**Stored records:**
'''

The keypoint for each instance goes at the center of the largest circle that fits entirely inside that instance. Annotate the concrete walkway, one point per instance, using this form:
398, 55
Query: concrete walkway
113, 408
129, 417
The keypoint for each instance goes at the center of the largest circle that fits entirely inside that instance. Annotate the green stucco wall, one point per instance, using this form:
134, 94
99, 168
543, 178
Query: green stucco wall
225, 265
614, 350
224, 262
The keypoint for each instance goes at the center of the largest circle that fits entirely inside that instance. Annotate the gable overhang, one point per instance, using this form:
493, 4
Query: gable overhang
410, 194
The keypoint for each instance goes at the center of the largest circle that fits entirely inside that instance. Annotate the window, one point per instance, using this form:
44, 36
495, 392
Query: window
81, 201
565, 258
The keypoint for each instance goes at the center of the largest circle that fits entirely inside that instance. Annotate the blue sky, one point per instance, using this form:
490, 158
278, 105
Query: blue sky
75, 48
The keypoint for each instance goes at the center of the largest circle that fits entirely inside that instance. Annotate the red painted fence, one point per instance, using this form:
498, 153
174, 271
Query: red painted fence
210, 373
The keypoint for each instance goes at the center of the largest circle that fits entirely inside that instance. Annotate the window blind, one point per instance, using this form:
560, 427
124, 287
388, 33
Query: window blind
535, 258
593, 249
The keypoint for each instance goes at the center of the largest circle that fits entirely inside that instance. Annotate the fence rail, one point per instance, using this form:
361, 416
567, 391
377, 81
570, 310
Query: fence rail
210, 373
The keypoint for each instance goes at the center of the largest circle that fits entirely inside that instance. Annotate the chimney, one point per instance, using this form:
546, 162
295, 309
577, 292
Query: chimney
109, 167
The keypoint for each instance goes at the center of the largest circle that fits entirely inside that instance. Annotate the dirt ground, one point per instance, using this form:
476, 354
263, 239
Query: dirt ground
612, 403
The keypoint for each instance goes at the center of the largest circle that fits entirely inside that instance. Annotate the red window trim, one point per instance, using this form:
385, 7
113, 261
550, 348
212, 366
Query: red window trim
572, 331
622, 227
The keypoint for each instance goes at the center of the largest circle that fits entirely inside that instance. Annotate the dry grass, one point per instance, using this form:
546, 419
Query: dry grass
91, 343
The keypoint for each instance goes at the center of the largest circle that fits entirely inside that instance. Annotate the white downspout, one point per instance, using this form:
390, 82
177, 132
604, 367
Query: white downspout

'''

**Description of the task:**
Can you quote the material word for word, starting at the line containing "Annotate the dirt" and ending at the end of the material?

**Correct result:**
The keypoint for each instance goes at the center of the largest circle that fits entirely inside that instance. Annotate the dirt ground, one point per instance, using this form:
476, 354
263, 239
Query: dirt ground
612, 403
The keypoint for each instance goes at the center of the largest circle that fits entirely inside that instance. Annotate the red window trim, one point per instance, using this form:
385, 7
113, 261
550, 348
212, 366
Query: red window trim
572, 331
622, 227
The keypoint for each instance goes at the center of the largest circle that fits entirely inside that instance. Annotate the dry grass, one point per instance, using this form:
546, 419
Query: dry grass
91, 343
The keypoint for each instance goes at the center of the largest circle that fits entirely inside that instance. Annotate the white downspout, one point per instance, using this form:
390, 82
177, 132
604, 367
Query: white downspout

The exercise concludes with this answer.